Demo v1.0

21 Kasım 2024, Perşembe

Beta v1.0

Einstein Tanrı’ya İnanıyor Muydu?

Einstein'a göre, nedensiz bir dünya, ahenksiz, ilahi güzellikten yoksun, anlamsız bir dünya olurdu. Nedensiz bir dünya kanunsuz ve tanrısız olurdu.
Çeviren:
Özlem Kırtay
Kaynak:
Big Think

İşte Einstein’ın bahsettiği “kozmik zar” ve “Kadim Olanın Gizleri” ile kastettiği şey!


Temel Çıkarımlar

  • Einstein’ın kuantum fiziğini doğru bulmaması, kuantum fiziğinin en derin seviyelerinde nedensel uyumun olmadığı bir dünyadan duyduğu rahatsızlığı ortaya koyuyordu. Bu durum da onun ünlü sözünü beraberinde getiriyordu: “Tanrı zar atmaz.

+===+

> Yapılacak Görevler:
1. Einstein ve Tanrı hakkındaki metinde yazının kaynağı olarak hangi yayın gösteriliyor?
2. Einstein ve Tanrı hakkındaki metinden "Einstein'a göre, nedensiz" sözlerinden başlayıp "ile kastettiği şey!" sözlerine kadar olan her şeyi aynen yeniden yazın.
3. Einstein ve Tanrı hakkındaki metinde, Einstein'a göre nedensiz bir dünyanın taşıyacağı söylenen nitelikleri sıralayın.

+===+

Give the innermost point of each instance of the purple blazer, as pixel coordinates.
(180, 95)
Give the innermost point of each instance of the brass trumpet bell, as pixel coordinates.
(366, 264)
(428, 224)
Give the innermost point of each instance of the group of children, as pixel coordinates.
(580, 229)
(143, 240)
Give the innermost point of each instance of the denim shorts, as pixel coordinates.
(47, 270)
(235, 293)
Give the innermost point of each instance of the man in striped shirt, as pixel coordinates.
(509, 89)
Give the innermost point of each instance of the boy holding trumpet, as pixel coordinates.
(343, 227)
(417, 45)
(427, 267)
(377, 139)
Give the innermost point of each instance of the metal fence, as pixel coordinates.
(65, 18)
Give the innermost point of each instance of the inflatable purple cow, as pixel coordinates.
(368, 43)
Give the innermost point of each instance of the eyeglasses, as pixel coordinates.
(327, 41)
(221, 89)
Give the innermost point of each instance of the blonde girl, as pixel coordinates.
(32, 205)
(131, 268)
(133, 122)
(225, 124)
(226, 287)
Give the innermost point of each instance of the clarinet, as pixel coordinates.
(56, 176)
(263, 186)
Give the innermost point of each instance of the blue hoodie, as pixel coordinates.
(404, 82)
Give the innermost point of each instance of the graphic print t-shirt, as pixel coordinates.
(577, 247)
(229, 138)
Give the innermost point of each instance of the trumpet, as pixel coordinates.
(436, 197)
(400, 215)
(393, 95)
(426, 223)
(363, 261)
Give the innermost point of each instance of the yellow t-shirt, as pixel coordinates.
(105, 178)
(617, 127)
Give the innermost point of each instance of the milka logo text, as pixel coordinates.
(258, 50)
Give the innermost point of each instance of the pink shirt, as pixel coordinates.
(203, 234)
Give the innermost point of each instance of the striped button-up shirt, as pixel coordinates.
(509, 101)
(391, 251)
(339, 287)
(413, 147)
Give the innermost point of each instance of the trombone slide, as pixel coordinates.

+===+

> Cevaplar:
1. Yazının kaynağı Big Think olarak gösteriliyor.

2.
Einstein'a göre, nedensiz bir dünya, ahenksiz, ilahi güzellikten yoksun, anlamsız bir dünya olurdu. Nedensiz bir dünya kanunsuz ve tanrısız olurdu.
Çeviren:
Özlem Kırtay
Kaynak:
Big Think

İşte Einstein’ın bahsettiği “kozmik zar” ve “Kadim Olanın Gizleri” ile kastettiği şey!

3. Ahenksiz, ilahi güzellikten yoksun, anlamsız, kanunsuz, tanrısız